JHOP - June 2013 VOL 3, NO 2 - From the Literature
Robert J. Ignoffo, PharmD, FASHP, FCSHP, FHOPA
Clinical Professor Emeritus
University of California, San Francisco
Professor of Pharmacy
College of Pharmacy, Touro University–California
Mare Island, Vallejo, CA

Background: The neoadjuvant treatment of breast cancer usually involves cytotoxic chemotherapy, not hormonal therapy. This study is one of the first to look at hormonal therapy as a neoadjuvant strategy in this setting. HER2-positive breast cancer accounts for 20% to 25% of all breast cancers. HER2 breast cancer is characterized by rapid cellular proliferation with frequent metastases. Of patients with overexpressed HER2, 50% are also estrogen receptor (ER)-positive. The HER2 receptor is an ideal target for monoclonal antibody therapy. Trastuzumab is an effective inhibitor of HER2 but is a weak inhibitor of HER2 heterodimers with HER1 and HER3, which lead to the downstream inhibition of the PI3K/PTEN pathway. Drug resistance is associated with PTEN loss or with PI3K mutations. Lapatinib is a dual kinase inhibitor of HER1 and HER2 and therefore inhibits the HER receptors more completely than trastuzumab alone. Preclinical and clinical studies have shown that the dual targeting of HER1 and HER2 is more effective for eradicating tumors than either agent alone.

(Data records)
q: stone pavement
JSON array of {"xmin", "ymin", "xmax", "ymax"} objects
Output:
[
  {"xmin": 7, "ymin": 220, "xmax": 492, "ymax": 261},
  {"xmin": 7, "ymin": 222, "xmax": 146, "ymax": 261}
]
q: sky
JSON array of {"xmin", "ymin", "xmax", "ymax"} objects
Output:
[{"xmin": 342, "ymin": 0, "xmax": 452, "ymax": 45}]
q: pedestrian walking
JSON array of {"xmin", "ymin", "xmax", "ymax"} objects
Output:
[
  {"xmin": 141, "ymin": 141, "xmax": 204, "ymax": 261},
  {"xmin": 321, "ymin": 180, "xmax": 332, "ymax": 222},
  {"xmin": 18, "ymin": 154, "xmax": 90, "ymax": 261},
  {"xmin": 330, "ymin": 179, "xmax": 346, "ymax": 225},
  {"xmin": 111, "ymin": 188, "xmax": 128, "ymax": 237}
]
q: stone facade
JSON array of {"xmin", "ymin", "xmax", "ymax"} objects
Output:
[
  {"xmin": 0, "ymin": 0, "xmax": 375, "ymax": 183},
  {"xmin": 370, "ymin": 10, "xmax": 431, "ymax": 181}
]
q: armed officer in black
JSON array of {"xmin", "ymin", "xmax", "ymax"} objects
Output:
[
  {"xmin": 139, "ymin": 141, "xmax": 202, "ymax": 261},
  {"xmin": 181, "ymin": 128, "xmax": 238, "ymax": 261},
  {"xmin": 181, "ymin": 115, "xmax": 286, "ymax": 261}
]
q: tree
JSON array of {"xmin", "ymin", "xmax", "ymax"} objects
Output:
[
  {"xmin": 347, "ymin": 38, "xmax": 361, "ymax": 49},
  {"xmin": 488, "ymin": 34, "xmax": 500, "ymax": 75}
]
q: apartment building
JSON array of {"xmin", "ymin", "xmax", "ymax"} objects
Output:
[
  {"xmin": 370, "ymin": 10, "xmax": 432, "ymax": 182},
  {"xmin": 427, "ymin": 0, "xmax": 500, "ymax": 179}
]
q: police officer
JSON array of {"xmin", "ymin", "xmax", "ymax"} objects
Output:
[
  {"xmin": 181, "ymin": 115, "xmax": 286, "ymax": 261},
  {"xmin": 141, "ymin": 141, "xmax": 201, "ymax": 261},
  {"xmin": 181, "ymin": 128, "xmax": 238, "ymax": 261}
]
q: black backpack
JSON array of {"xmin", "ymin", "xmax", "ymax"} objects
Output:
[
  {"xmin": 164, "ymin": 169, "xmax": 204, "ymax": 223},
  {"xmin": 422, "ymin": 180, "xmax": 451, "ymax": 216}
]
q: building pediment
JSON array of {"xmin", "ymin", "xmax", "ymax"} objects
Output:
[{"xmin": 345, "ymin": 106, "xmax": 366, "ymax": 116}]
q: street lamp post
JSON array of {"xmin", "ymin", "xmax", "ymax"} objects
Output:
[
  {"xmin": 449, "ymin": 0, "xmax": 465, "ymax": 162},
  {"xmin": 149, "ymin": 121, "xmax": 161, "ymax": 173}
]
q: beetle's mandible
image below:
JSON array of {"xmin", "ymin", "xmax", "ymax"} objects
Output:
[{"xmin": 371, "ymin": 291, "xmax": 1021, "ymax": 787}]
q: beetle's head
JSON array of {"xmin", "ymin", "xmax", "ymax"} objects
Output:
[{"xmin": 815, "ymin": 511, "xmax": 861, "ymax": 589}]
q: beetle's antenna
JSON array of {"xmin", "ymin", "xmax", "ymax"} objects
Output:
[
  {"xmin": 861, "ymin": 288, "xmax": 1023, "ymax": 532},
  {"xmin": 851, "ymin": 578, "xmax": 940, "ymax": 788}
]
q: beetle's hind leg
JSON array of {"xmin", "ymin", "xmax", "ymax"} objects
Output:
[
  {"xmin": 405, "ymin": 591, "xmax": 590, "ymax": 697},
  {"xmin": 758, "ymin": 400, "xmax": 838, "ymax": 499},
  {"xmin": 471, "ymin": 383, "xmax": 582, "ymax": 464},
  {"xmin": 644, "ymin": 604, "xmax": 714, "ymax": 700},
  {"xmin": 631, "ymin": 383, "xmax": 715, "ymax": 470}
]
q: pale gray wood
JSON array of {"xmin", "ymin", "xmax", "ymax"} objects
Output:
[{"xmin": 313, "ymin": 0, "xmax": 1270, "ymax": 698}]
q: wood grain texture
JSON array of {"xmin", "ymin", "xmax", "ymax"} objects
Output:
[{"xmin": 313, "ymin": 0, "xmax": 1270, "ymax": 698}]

ACTIONS TO TAKE:
1. Decide whether each statement agrees with the HER2 breast cancer background: (a) HER2-positive breast cancer accounts for 20% to 25% of all breast cancers; (b) trastuzumab is a strong inhibitor of HER2 heterodimers with HER1 and HER3; (c) the neoadjuvant treatment of breast cancer usually involves hormonal therapy. Answer yes or no for each, quoting the deciding words.
2. Render this sentence from the HER2 breast cancer background in Spanish: "Lapatinib is a dual kinase inhibitor of HER1 and HER2 and therefore inhibits the HER receptors more completely than trastuzumab alone."
3. Continue the HER2 breast cancer background, starting after its final sentence.

YOUR RESPONSES:
1.
(a) Yes: "HER2-positive breast cancer accounts for 20% to 25% of all breast cancers."
(b) No: "Trastuzumab is an effective inhibitor of HER2 but is a weak inhibitor of HER2 heterodimers with HER1 and HER3"
(c) No: "The neoadjuvant treatment of breast cancer usually involves cytotoxic chemotherapy, not hormonal therapy."

2. El lapatinib es un inhibidor dual de cinasas de HER1 y HER2 y, por lo tanto, inhibe los receptores HER de forma más completa que el trastuzumab solo.

3.
Methods: This phase 2 study was conducted under the auspices of the Translational Breast Cancer Research Consortium and included 66 patients with stage II or III HER2-positive breast cancer. The patients were stratified by ER status, and the study was designed to detect an increase in the pathologic response from 10% to 35% in each stratum. Approximately 54% of the patients were either black or Hispanic. The median tumor size was 6 cm; 62% of the patients had tumors that were >5 cm. All patients received oral lapatinib 1000 mg daily and trastuzumab in a 4-mg/kg loading dose, followed by 2 mg/kg weekly for 12 weeks. In addition, all ER-positive patients received oral letrozole 2.5 mg daily (with a luteinizing hormone–releasing hormone antagonist for premenopausal status). The end points were the rate of pathologic complete response, the rate of pathologic response, and residual disease of <1 cm.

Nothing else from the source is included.